── Brano fornito ──

Anticamente questa valle era utilizzata per salire sull’altopiano e sarebbe interessante riuscire a ripercorrerla tutta ancor oggi. La Val d’Assa si presenta come una profonda frattura del tipo canyon-carsico di origine glaciale, formatasi durante la glaciazione di Wurm che fino a 10.000 anni fa modellò l’arco alpino. Il canyon attuale è dato dalla originaria presenza di un corso d’acqua più o meno regolare, dal successivo sollevamento del massiccio e dal conseguente abbassamento del letto dell’Astico, unito ad azioni di erosione di tipo fluviale prima, e carsico poi.
Il carsismo infatti condiziona in modo determinante l’idrografia dell’altopiano, in quanto le acque meteoriche trovano immediatamente la via di penetrazione nel sottosuolo, perciò la presenza di corsi d’acqua superficiali è un evento assai raro. Il Ghelpach, torrente che nasce sul versante occidentale del Monte Longara, nel comune di Gallio, attraversa la conca asiaghese e confluisce in Val d’Assa, formando un vero e proprio canyon, profondo 350 mt. circa. 

Nella valle confluiscono altri impluvi, come la Valdesele, che origina dal deposito fluvioglaciale prewurmiano su cui sorge l’abitato di Roana, in passato utilizzata per far funzionare un mulino per la macinazione di cereali o la Pachaltal, sulla destra orografica, a Rotzo, la cui acqua compie un salto sulle cengie rocciose, formando (dopo abbondanti piogge) delle cascate, cosa rara nel paesaggio altopianese.

───

**Esercizio assegnato a**:
Ripeti, per favore, il brano sulla Val d'Assa tra "Il carsismo infatti" e "nel paesaggio altopianese.", estremi inclusi.
Il brano e le righe non hanno alcun legame tra loro.

── Dati registrati ──

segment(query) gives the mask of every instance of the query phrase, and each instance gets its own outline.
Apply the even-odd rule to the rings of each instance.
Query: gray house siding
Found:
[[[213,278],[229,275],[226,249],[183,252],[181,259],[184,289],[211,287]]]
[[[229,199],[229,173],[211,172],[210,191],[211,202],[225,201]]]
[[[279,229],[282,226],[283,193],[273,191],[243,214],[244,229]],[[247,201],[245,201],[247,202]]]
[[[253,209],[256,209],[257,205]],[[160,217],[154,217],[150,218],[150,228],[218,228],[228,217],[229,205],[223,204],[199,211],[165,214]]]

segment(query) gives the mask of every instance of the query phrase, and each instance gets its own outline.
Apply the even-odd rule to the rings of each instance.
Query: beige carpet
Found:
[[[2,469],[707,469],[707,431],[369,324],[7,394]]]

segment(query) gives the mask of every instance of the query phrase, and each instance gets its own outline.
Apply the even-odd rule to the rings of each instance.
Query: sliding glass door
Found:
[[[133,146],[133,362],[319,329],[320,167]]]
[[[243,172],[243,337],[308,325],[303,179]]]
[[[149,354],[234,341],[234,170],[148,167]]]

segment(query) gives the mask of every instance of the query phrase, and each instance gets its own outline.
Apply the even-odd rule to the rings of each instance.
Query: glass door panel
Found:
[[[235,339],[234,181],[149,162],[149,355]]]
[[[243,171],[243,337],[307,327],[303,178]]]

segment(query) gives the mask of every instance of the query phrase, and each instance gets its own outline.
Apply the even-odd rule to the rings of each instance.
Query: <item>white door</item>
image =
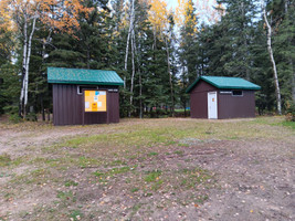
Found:
[[[218,93],[208,92],[208,118],[218,118]]]

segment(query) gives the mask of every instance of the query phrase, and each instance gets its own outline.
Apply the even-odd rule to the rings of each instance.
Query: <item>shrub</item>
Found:
[[[18,124],[22,120],[22,118],[18,114],[10,114],[8,119],[13,124]]]
[[[287,122],[295,122],[295,104],[292,103],[287,106],[286,109],[286,120]]]

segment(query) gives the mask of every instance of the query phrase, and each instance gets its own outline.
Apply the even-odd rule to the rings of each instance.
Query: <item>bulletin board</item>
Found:
[[[85,112],[106,112],[106,91],[84,91]]]

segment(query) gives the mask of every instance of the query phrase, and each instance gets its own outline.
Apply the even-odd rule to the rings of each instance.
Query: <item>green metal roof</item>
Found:
[[[245,81],[241,77],[228,77],[228,76],[201,76],[198,77],[188,88],[189,93],[200,80],[215,86],[220,90],[261,90],[261,86]]]
[[[114,71],[48,67],[48,82],[54,84],[124,85]]]

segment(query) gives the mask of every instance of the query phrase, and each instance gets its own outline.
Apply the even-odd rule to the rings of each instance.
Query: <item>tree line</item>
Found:
[[[0,114],[50,113],[48,66],[116,71],[122,116],[173,116],[201,75],[259,84],[260,113],[294,105],[294,0],[179,2],[1,0]]]

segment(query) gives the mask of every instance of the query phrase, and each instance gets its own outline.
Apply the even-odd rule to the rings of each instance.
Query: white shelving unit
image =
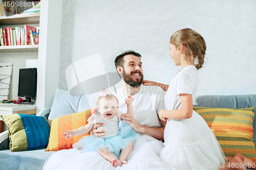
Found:
[[[40,13],[22,14],[10,16],[0,16],[0,27],[2,26],[39,23]],[[38,44],[0,46],[0,53],[38,52]]]
[[[20,24],[38,23],[40,13],[22,14],[0,16],[0,26]]]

───

**Esercizio assegnato b**:
Riscrivi le righe dall'inizio fino alla riga che contiene "[[[2,469],[707,469],[707,431],[369,324],[7,394]]]", estremi inclusi, sostituendo "beige carpet" con "brown rug" e lasciando tutto il resto invariato; restituisci soltanto queste righe.

**Risposta completa a**:
Il carsismo infatti condiziona in modo determinante l’idrografia dell’altopiano, in quanto le acque meteoriche trovano immediatamente la via di penetrazione nel sottosuolo, perciò la presenza di corsi d’acqua superficiali è un evento assai raro. Il Ghelpach, torrente che nasce sul versante occidentale del Monte Longara, nel comune di Gallio, attraversa la conca asiaghese e confluisce in Val d’Assa, formando un vero e proprio canyon, profondo 350 mt. circa. 

Nella valle confluiscono altri impluvi, come la Valdesele, che origina dal deposito fluvioglaciale prewurmiano su cui sorge l’abitato di Roana, in passato utilizzata per far funzionare un mulino per la macinazione di cereali o la Pachaltal, sulla destra orografica, a Rotzo, la cui acqua compie un salto sulle cengie rocciose, formando (dopo abbondanti piogge) delle cascate, cosa rara nel paesaggio altopianese.

**Risposta completa b**:
segment(query) gives the mask of every instance of the query phrase, and each instance gets its own outline.
Apply the even-odd rule to the rings of each instance.
Query: gray house siding
Found:
[[[213,278],[229,275],[226,249],[183,252],[181,259],[184,289],[211,287]]]
[[[229,199],[229,173],[211,172],[210,191],[211,202],[225,201]]]
[[[279,229],[282,226],[283,193],[273,191],[243,214],[244,229]],[[247,201],[245,201],[247,202]]]
[[[253,209],[256,209],[257,205]],[[160,217],[154,217],[150,218],[150,228],[218,228],[228,217],[229,205],[223,204],[199,211],[165,214]]]

segment(query) gives the mask of every instance of the query phrase, and each instance gets its own outline.
Apply the even-odd rule to the rings of each instance.
Query: brown rug
Found:
[[[2,469],[707,469],[707,431],[369,324],[7,394]]]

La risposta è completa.